MATERIAL FOR THE TASK »
■ ■ ■ ■ ■
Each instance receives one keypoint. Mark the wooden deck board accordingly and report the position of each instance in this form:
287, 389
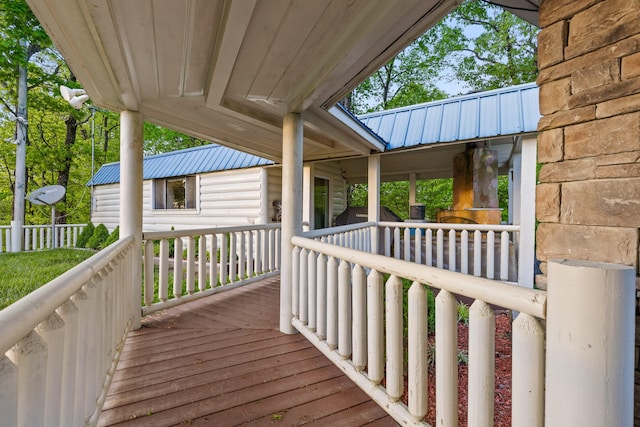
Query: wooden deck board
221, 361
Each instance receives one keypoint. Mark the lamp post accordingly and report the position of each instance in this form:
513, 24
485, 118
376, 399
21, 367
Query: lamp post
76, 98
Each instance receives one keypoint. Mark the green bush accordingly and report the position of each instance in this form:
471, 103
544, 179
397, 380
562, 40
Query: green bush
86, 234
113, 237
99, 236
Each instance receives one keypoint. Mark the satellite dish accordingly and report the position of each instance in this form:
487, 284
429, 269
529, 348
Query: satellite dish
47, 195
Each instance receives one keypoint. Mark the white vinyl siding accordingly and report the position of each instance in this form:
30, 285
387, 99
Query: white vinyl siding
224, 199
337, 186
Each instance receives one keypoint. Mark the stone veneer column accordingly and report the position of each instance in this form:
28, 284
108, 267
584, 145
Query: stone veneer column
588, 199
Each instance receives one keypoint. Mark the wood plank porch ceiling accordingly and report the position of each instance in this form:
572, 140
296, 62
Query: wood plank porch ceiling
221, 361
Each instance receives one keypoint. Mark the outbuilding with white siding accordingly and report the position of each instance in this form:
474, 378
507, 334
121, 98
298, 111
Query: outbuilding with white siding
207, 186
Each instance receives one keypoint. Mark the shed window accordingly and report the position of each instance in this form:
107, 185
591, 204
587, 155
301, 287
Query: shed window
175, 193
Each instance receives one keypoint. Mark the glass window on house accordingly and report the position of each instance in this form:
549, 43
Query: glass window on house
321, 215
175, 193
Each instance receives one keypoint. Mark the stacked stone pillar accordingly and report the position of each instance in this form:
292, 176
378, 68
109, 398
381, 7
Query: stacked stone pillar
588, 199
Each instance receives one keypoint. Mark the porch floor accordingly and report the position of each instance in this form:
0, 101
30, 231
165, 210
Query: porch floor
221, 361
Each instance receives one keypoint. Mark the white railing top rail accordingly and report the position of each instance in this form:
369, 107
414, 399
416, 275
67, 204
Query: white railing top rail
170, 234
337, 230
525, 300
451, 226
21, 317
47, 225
■ ■ ■ ■ ■
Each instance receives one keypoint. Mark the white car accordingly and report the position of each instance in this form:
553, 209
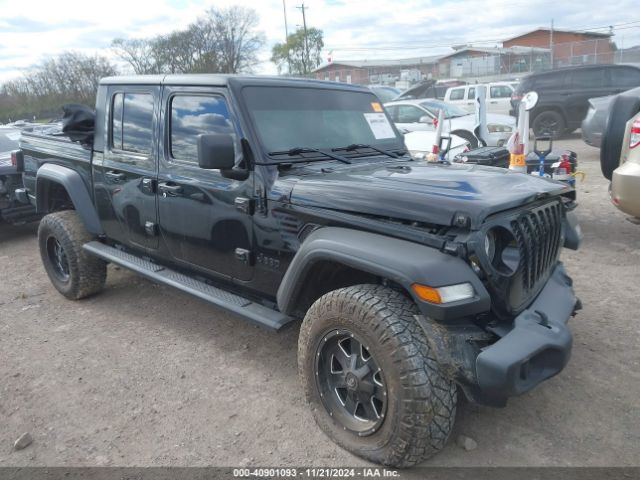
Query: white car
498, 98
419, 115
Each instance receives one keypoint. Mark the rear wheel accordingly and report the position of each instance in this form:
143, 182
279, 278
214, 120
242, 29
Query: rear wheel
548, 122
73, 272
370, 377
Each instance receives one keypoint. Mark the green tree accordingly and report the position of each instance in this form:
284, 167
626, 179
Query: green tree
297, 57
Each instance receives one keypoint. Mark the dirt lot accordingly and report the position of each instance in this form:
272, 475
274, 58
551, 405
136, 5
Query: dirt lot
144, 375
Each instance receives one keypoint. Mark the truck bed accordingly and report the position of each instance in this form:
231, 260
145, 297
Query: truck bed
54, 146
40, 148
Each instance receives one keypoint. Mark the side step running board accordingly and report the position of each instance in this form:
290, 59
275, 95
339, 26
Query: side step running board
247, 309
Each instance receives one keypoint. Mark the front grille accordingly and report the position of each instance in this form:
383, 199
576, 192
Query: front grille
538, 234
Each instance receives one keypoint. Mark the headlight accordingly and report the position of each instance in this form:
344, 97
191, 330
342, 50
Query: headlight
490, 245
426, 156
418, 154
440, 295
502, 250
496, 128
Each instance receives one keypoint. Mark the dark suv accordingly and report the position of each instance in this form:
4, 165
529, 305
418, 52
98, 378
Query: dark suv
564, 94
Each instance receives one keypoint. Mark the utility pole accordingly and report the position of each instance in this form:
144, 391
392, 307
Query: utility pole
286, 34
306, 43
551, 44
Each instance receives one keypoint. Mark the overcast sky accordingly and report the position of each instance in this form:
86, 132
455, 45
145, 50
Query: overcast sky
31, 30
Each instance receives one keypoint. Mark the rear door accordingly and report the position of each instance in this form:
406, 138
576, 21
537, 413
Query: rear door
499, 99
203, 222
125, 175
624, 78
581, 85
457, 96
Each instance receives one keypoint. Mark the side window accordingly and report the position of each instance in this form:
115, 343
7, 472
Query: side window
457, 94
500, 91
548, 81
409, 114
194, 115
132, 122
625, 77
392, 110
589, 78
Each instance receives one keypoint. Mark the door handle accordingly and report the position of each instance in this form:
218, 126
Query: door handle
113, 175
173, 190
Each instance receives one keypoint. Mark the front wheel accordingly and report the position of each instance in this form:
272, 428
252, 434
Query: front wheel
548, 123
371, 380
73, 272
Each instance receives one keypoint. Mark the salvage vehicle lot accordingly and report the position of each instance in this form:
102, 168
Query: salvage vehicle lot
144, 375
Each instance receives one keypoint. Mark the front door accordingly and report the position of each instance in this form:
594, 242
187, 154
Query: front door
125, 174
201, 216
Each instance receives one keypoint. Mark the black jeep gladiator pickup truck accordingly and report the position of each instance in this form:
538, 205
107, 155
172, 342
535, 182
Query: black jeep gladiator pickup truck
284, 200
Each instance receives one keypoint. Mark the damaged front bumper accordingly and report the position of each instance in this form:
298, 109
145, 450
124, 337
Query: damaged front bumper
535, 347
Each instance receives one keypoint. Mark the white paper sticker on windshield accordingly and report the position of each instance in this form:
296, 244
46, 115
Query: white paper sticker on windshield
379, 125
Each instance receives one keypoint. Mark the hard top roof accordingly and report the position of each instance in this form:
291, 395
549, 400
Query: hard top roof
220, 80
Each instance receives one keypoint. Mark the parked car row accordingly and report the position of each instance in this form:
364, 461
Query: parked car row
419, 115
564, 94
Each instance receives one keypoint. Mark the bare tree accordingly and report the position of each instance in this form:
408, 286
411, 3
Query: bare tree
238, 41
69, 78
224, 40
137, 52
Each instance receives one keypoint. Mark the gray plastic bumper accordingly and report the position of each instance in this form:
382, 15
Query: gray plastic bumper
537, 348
■ ■ ■ ■ ■
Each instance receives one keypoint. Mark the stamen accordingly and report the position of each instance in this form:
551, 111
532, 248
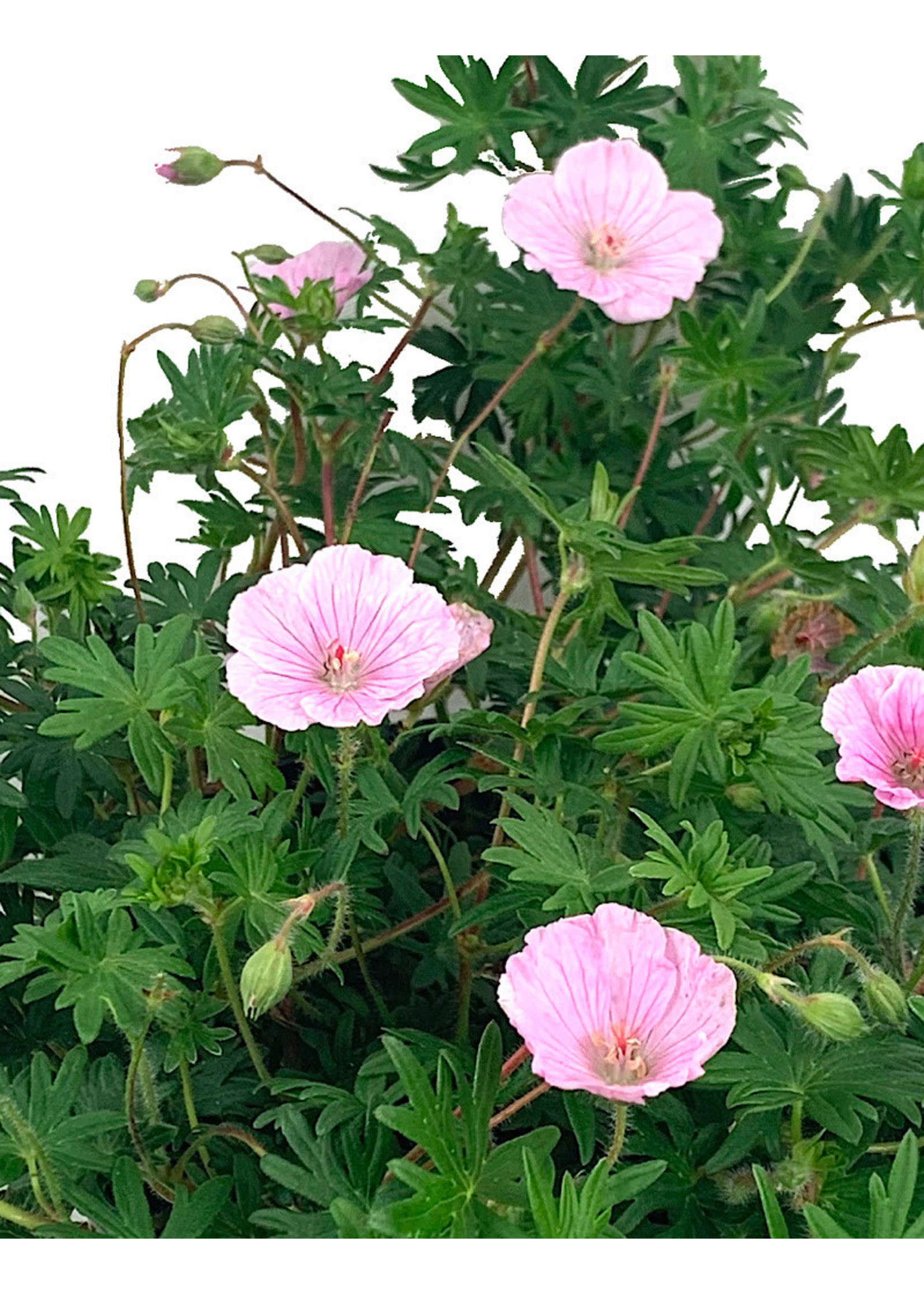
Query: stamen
■ ■ ■ ■ ■
WHAT THIS TASK INVOLVES »
In the material above, the stretch from the line with "Each instance receives one keypoint. Mark the wooden" through the line with "Each instance receives one keypoint. Mark the green bush" is to be given again exactly, minus the pictures.

ANSWER »
Each instance receives one keypoint. Mark the wooden deck board accordingly and report the position of each instance in this form:
287, 389
Query: wooden deck board
221, 361
Each instance receives one keypoint. Mark the lamp post accordingly and report the position of each instance in this form:
513, 24
485, 118
376, 399
21, 367
Query: lamp post
76, 98
Each instance receives one keypoint. Mark the green bush accordingly and report the position of each instance in this form:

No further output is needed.